> [TEXT EXCERPT]:
──────
EASTON — U.S. Rep. Andy Harris, R-Md.-1st, worries about the wave of new government COVID-19 restrictions and orders hurting small businesses as well as potential infringements on civil liberties.
Harris is a conservative who represents the Eastern Shore.
The recent rise in COVID-19 cases, hospitalizations and deaths in Maryland and other states have resulted in new government restrictions on restaurants, church services and private gatherings.
Gov. Larry Hogan has rolled back hours and allowed indoor capacities at restaurants, warned against private gatherings and holiday travel and launched new COVID enforcement efforts via the Maryland State Police. The state has also cut capacities at fitness centers, retail stores and churches in response to rising coronavirus cases.
Since Wednesday evening, the state police have conducted “compliance checks” on more than 730 restaurants and bars and received more than 200 tips from Marylanders reporting on neighbors and businesses who are resisting mask and social distancing orders.
──────
> [YOUR TASK]: Copy out the news report on Rep. Andy Harris and Maryland's COVID-19 restrictions word for word, from start to finish.

(Collected data entries)
──────
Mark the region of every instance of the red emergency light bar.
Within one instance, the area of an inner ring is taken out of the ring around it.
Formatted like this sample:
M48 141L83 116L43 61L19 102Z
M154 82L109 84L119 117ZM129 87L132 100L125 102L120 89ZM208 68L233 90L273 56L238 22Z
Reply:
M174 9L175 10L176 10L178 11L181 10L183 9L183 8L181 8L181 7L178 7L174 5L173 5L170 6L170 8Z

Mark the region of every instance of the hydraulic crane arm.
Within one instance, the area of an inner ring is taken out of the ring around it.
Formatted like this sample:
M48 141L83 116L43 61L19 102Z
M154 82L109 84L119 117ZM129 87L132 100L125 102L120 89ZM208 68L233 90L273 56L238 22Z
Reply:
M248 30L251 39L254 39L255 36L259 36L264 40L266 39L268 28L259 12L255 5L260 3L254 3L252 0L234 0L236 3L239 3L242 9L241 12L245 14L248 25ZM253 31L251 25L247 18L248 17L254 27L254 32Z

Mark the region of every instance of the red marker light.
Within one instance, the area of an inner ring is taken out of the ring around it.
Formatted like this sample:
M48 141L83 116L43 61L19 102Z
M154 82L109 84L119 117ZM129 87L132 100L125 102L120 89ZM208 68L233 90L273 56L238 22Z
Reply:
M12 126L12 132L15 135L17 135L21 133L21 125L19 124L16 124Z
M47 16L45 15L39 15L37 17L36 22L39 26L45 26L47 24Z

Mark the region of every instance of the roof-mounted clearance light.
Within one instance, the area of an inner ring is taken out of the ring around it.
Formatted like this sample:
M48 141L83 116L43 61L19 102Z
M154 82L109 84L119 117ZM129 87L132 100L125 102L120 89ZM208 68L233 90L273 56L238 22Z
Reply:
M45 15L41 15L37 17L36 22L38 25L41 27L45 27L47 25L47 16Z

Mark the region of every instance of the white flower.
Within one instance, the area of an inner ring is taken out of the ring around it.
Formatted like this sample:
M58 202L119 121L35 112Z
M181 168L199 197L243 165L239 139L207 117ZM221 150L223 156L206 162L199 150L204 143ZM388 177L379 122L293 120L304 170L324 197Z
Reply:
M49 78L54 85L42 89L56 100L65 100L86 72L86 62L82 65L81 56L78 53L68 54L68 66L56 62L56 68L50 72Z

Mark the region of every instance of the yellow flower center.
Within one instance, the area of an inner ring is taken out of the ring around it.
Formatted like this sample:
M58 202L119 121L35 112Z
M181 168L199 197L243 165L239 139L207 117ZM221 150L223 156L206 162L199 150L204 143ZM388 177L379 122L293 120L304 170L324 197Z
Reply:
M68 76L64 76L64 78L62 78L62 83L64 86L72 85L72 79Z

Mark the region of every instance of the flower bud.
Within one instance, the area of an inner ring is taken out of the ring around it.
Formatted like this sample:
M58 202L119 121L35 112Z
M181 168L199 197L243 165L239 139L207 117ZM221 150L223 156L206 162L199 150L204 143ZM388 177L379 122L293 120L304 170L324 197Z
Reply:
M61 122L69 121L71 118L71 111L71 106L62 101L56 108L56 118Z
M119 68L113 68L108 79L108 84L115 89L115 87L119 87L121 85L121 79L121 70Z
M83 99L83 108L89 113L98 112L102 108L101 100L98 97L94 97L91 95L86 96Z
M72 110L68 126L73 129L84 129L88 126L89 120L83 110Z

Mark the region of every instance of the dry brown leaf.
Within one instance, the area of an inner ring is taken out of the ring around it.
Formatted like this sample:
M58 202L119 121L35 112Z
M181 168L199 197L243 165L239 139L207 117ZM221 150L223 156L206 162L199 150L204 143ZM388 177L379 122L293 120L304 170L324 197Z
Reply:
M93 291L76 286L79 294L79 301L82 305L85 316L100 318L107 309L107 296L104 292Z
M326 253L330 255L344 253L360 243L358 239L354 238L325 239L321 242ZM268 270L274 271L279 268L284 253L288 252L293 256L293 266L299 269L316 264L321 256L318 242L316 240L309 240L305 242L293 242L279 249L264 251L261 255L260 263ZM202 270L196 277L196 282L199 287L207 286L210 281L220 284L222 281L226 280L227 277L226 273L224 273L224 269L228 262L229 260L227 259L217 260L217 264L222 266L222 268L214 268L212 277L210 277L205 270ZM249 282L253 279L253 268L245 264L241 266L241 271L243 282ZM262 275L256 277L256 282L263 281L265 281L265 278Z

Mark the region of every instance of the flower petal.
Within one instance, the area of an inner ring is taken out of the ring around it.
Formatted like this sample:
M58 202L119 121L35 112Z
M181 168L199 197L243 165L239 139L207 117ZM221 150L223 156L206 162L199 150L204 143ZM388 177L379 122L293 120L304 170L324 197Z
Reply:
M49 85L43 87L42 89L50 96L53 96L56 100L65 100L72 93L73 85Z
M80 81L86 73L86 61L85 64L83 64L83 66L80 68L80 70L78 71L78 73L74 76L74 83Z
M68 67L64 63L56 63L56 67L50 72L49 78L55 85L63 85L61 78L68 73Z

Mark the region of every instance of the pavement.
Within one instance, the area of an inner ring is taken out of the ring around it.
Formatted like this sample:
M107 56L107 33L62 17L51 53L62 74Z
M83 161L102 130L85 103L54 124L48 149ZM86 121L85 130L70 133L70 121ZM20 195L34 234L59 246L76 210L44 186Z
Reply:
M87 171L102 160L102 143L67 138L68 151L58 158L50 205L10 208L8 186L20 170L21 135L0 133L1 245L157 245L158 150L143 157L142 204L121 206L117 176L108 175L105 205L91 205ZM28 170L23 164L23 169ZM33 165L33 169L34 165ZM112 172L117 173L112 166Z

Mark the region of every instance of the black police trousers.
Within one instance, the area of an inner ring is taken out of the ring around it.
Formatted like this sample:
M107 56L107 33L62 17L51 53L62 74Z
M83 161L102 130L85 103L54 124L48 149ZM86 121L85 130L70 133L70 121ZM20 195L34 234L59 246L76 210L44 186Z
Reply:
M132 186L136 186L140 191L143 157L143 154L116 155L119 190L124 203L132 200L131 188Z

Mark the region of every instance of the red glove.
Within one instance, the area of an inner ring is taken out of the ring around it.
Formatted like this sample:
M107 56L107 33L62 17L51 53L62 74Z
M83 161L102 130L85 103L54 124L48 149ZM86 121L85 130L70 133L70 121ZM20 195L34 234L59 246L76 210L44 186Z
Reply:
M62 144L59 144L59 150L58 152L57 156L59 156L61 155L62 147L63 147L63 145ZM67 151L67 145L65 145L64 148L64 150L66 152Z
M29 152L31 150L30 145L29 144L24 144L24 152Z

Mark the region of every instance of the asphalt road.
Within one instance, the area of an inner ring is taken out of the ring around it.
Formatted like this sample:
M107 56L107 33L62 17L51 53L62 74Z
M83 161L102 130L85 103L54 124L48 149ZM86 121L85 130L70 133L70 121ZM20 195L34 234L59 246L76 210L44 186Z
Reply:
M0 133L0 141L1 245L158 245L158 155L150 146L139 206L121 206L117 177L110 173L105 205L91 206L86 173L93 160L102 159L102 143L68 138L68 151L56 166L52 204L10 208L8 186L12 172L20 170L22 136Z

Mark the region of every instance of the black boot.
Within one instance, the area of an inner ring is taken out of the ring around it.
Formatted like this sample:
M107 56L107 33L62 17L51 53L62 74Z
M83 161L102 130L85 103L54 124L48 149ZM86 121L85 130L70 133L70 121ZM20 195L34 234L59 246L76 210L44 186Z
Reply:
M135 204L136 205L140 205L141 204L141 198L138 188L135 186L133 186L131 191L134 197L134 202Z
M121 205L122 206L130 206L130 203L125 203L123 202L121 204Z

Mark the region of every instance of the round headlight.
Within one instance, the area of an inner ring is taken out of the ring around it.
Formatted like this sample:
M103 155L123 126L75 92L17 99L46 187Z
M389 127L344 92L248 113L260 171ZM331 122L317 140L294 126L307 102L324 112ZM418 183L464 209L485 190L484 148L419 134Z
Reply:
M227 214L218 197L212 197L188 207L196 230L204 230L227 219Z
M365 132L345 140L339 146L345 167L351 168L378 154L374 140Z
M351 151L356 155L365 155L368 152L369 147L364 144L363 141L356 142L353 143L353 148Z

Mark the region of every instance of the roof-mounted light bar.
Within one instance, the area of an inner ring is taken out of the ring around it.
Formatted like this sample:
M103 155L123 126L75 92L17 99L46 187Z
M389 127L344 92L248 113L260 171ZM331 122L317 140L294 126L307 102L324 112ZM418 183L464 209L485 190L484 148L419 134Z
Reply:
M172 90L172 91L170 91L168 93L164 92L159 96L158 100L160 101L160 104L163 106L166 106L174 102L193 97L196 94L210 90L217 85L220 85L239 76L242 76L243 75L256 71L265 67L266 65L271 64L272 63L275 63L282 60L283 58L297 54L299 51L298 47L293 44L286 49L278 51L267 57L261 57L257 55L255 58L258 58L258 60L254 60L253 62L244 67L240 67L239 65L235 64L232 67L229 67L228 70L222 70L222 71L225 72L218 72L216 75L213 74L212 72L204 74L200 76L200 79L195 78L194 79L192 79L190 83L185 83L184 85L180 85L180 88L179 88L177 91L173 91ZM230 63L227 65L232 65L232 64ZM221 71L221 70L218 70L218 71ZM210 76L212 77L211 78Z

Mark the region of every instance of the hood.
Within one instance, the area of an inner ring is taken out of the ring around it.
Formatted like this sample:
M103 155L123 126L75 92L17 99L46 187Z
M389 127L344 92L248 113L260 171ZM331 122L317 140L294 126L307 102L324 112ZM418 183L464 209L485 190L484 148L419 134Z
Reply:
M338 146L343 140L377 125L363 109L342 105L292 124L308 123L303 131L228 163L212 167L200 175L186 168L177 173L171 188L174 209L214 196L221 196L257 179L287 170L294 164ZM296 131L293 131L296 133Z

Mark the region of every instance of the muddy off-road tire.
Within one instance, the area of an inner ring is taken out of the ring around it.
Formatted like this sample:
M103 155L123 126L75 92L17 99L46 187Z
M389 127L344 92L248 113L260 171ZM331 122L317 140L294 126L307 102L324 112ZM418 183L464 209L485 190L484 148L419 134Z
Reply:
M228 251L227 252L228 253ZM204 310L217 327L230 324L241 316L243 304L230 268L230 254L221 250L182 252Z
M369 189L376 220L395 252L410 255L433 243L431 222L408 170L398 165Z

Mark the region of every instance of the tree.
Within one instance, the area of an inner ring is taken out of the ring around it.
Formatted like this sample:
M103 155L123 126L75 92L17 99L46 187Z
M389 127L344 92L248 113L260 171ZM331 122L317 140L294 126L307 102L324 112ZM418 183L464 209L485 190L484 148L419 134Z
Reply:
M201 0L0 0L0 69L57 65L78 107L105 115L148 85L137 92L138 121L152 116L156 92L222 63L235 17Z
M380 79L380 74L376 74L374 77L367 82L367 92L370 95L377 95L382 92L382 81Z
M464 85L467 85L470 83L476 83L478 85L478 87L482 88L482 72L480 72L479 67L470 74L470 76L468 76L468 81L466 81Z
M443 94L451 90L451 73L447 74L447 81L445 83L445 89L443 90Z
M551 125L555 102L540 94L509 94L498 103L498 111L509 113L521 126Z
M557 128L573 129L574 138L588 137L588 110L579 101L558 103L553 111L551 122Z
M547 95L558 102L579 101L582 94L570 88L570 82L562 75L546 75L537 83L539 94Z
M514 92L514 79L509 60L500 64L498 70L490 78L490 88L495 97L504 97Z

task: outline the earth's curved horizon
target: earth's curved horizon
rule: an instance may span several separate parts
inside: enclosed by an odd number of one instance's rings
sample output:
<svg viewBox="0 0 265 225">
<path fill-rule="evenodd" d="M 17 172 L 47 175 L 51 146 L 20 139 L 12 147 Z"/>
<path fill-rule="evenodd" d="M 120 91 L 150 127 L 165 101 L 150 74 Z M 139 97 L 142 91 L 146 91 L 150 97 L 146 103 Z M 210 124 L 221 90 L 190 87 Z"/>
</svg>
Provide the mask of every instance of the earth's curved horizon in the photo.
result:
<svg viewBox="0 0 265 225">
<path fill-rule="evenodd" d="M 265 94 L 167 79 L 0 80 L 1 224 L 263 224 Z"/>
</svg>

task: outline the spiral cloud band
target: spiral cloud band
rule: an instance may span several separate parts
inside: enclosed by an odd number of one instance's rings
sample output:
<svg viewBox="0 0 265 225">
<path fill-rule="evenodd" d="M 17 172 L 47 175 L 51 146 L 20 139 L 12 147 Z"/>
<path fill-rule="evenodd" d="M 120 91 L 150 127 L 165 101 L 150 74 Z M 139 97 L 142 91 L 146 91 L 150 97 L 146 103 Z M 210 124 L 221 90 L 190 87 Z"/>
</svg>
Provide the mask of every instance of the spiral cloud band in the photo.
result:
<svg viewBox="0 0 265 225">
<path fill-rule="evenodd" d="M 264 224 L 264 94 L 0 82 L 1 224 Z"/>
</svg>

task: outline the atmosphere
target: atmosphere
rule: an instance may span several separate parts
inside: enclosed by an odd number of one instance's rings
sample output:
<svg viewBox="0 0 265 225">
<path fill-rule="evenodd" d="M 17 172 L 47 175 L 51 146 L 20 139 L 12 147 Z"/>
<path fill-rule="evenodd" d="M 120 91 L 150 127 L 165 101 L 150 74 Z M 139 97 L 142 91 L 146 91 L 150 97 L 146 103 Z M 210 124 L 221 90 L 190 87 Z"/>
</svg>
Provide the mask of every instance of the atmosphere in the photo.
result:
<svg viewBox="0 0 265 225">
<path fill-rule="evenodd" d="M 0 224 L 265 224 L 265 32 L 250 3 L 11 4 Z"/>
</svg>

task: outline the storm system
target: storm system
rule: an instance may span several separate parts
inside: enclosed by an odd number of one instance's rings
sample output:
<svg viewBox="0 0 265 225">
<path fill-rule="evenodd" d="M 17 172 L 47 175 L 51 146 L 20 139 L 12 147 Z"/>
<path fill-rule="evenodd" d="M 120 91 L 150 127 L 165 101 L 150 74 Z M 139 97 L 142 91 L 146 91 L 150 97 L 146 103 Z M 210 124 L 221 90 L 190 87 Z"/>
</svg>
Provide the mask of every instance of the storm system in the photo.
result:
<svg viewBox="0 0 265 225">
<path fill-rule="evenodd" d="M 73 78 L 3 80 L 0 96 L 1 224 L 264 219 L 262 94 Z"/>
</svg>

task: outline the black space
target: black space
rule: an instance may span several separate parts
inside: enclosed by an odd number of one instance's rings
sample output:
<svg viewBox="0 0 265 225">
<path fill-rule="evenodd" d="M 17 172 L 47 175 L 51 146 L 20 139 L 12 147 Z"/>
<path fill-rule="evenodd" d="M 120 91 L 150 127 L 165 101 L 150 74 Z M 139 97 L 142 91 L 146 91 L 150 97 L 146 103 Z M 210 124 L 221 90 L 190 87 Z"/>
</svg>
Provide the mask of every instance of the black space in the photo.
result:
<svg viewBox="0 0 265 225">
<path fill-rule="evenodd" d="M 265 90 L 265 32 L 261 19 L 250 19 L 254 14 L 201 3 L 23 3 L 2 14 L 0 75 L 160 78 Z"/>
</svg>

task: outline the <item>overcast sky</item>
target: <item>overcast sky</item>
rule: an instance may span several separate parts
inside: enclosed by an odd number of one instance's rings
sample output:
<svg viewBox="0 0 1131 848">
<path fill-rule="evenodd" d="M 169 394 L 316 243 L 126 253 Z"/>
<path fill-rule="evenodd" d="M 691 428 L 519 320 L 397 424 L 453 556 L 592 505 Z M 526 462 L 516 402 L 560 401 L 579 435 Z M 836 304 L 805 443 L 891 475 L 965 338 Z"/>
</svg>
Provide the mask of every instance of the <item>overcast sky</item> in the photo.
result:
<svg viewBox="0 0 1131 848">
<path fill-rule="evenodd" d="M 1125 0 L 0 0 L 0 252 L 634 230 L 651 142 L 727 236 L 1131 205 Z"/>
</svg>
──────
> [RESPONSE TO THIS EXERCISE]:
EASTON — U.S. Rep. Andy Harris, R-Md.-1st, worries about the wave of new government COVID-19 restrictions and orders hurting small businesses as well as potential infringements on civil liberties.
Harris is a conservative who represents the Eastern Shore.
The recent rise in COVID-19 cases, hospitalizations and deaths in Maryland and other states have resulted in new government restrictions on restaurants, church services and private gatherings.
Gov. Larry Hogan has rolled back hours and allowed indoor capacities at restaurants, warned against private gatherings and holiday travel and launched new COVID enforcement efforts via the Maryland State Police. The state has also cut capacities at fitness centers, retail stores and churches in response to rising coronavirus cases.
Since Wednesday evening, the state police have conducted “compliance checks” on more than 730 restaurants and bars and received more than 200 tips from Marylanders reporting on neighbors and businesses who are resisting mask and social distancing orders.